Research Methodology: August 2015

Sunday, August 23, 2015

How to determine the Sample size in order to estimate population mean in a survey research study

How to determine the Sample size in order to estimate population mean in a survey research study

Researchers are normally confronted with the question, “How large a sample size do I need in the present research study?” The answer depends on a number of factors. The answer is different depending on whether the study is a survey designed to find out the mean of a parameter, or is designed to find its sample proportion. Thus, we consider here the case of estimating a mean.

Sample size to estimate a mean

Supposing one is interested to determine the mean number of marks obtained by Economics students of a University in a examination. Question asked is, “How large a sample size do I need?” To answer a question like this, the researcher need to decide how accurately (margin of error) does he need the answer and at what level of confidence does he intend to use the estimate. Also one need to know from some experience about what is the current estimate of the mean of Economics students of that University?

Calculation of sample size:

We are designing a survey or an experiment to estimate a population mean. In this case, the formula is ME = t s /√ n, where

ü ME is the desired margin of error
ü t is the t-score that we use to calculate the confidence interval, that depends on both the degrees of freedom and the desired confidence level,
ü s is the standard deviation,
ü n is the sample size we want to find.

A. We need a margin of error say, less than 1 mark.

B. 95% confidence intervals are typical but not in any way mandatory — we could do 90%, 99% or something else entirely. For this example, we assume 95%. Here, the sample size affects t as well as n. However, when n ≥ 30, the value of t is quite close to the value of z that we would get if we ignore the distinction between the normal and t distributions, so often we do ignore that distinction and just use the z value, e.g. 1.96 for a 95% confidence interval and so on.

C. In this case we need to specify s. In practice, s will be the sample standard deviation, computed after the sample is taken. So we can’t possibly know that in advance. But s is typically a guess, based either on past experience or on rough estimates of what sort of variability we would expect.

> Tasks to complete:
a – Copy the part of the listing that starts with the line containing "Mark each instance of the carport" and runs through the end of the listing, keeping both ends.
b – Continue the text on determining sample size to estimate a population mean, starting after its last sentence.

(Position annotation listing)
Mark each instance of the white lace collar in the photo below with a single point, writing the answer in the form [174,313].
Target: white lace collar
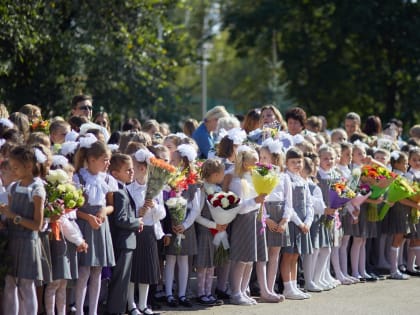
[95,187]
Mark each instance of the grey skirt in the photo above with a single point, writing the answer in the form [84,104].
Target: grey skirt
[101,251]
[299,243]
[243,239]
[205,247]
[399,219]
[188,244]
[145,266]
[64,260]
[275,210]
[262,254]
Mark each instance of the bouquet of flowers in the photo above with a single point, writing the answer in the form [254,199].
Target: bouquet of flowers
[223,207]
[265,179]
[398,190]
[62,197]
[182,179]
[177,207]
[379,178]
[415,214]
[338,195]
[41,126]
[159,173]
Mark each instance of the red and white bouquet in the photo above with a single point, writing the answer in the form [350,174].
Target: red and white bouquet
[223,207]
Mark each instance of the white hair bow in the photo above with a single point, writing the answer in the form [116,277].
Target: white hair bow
[87,140]
[143,155]
[274,146]
[395,155]
[188,151]
[69,147]
[40,157]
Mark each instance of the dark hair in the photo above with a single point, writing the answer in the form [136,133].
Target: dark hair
[225,147]
[117,161]
[96,150]
[211,166]
[296,113]
[80,98]
[373,125]
[76,121]
[294,153]
[252,120]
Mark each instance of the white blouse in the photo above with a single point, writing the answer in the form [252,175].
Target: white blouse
[96,186]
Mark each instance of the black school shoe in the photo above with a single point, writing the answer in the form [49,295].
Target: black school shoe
[171,301]
[184,301]
[222,295]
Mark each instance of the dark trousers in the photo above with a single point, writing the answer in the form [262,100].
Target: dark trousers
[118,286]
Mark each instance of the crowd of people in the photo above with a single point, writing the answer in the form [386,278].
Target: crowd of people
[121,250]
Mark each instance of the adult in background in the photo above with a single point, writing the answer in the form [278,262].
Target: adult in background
[203,135]
[295,120]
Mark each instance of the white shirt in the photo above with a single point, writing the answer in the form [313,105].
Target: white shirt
[153,215]
[308,201]
[283,192]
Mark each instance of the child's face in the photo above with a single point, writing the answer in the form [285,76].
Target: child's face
[345,158]
[100,164]
[267,116]
[327,161]
[216,178]
[358,156]
[381,157]
[59,135]
[265,156]
[294,165]
[126,172]
[170,145]
[249,164]
[7,176]
[414,161]
[20,170]
[401,165]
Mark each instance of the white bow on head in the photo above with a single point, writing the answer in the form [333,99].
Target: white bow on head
[188,151]
[143,155]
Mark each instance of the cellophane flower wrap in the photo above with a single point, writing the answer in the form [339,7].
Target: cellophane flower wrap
[338,195]
[414,213]
[177,207]
[159,173]
[264,178]
[379,179]
[399,189]
[62,197]
[223,208]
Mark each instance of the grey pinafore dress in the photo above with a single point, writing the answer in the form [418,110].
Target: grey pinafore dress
[299,243]
[24,246]
[101,251]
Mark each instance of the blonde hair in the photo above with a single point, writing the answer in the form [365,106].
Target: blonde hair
[244,156]
[216,112]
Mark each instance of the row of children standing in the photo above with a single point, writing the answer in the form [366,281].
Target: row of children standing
[297,209]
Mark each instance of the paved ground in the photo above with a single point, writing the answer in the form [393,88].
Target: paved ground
[387,297]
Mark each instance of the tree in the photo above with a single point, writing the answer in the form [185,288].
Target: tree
[338,55]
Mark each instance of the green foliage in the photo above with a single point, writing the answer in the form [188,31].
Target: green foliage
[338,55]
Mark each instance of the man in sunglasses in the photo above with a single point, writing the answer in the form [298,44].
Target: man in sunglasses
[82,106]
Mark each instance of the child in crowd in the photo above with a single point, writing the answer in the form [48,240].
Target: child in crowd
[299,227]
[92,161]
[24,214]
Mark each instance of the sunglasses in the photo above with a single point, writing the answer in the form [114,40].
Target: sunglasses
[85,107]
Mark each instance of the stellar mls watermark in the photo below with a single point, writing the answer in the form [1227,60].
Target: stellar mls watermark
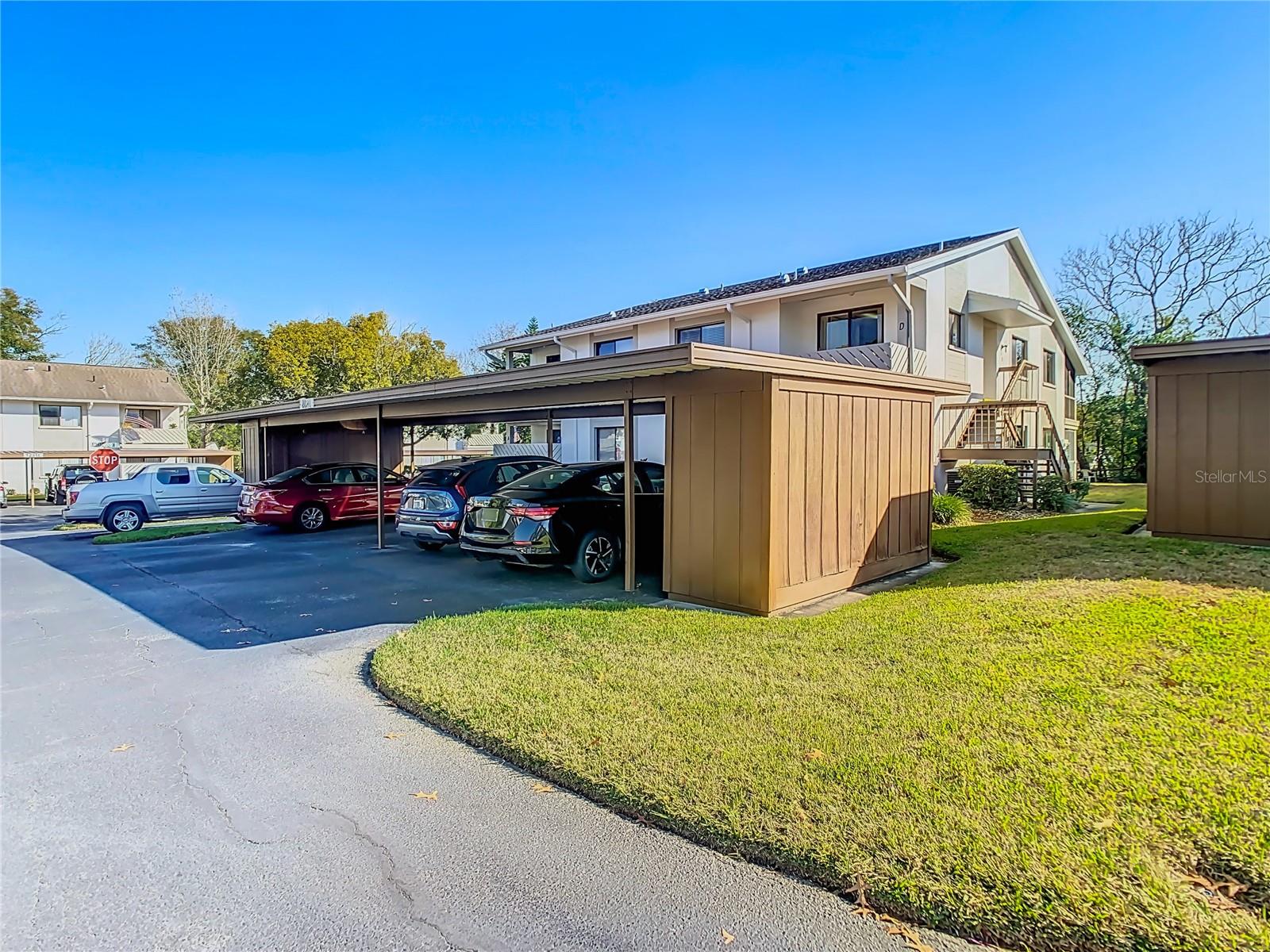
[1232,475]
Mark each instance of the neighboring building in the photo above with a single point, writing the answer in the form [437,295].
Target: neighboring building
[59,413]
[1208,440]
[973,310]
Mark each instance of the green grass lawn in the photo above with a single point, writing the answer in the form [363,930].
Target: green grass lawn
[1032,747]
[150,533]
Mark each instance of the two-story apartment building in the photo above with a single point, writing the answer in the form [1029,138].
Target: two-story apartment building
[59,413]
[975,310]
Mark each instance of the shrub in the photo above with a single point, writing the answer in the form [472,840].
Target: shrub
[949,511]
[990,486]
[1052,495]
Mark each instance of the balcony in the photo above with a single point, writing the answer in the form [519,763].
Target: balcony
[886,355]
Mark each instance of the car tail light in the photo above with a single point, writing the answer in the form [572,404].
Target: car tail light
[539,513]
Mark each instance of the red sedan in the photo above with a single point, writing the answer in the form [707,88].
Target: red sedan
[310,498]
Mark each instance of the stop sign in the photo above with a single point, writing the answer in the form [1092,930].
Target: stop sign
[103,460]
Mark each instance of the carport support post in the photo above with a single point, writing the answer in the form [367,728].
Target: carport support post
[629,489]
[379,476]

> Exercise answers:
a –
Mark each instance of the carport support post in the photo above with a single point, writing the answer in the form [367,728].
Target: carport support post
[629,489]
[379,476]

b –
Taking an Example. We would like to estimate the mean Economics marks in the University under consideration, with 95% confidence, to accuracy within 0.5 marks. In such situations, we have literally no idea what s would be. So in the absence of anything better, let’s use that as our guess for s as say 2. In this case the 95% confidence interval translates to a z or t of 1.96. Therefore, equation becomes 0.5 = 1.96 × 2 /√ n which solves to n = (1.96 × 2 / 0.5)² = 61.47 or 61 to the nearest whole number.

Thursday, August 13, 2015

How to determine the sample size in order to estimate a proportion in a survey research study

How to determine the sample size in order to estimate a proportion in a survey research study

Researchers are normally confronted with the question, “How large a sample size do I need in the present research study?” The answer depends on a number of factors. The answer is different depending on whether the study is a survey designed to find out the proportion of a parameter, or is designed to find its sample mean. Thus, we consider these cases separately and first of all we consider the case of estimating a proportion.

Sample size to estimate a proportion

Supposing one is interested to determine the proportion of mathematics students who smoke in a city. Question asked is, “How large a sample size do I need?” To answer a question like this, the researcher need to decide how accurately (margin of error) does he need the answer and at what level of confidence does he intend to use the estimate. Also one need to know from some experience about what is the current estimate of the proportion of Mathematics students who smoke?

Possible decisions/ assumptions/ requirements for the above three factors might be:

A. We need a margin of error say, less than 2.5%. Typical surveys have margins of error ranging from less than 1% to something of the order of 5% — we can choose any margin of error we like but need to specify it.

B. 95% confidence intervals are typical but not in any way mandatory — we could do 90%, 99% or something else entirely. For this example, we assume 95%.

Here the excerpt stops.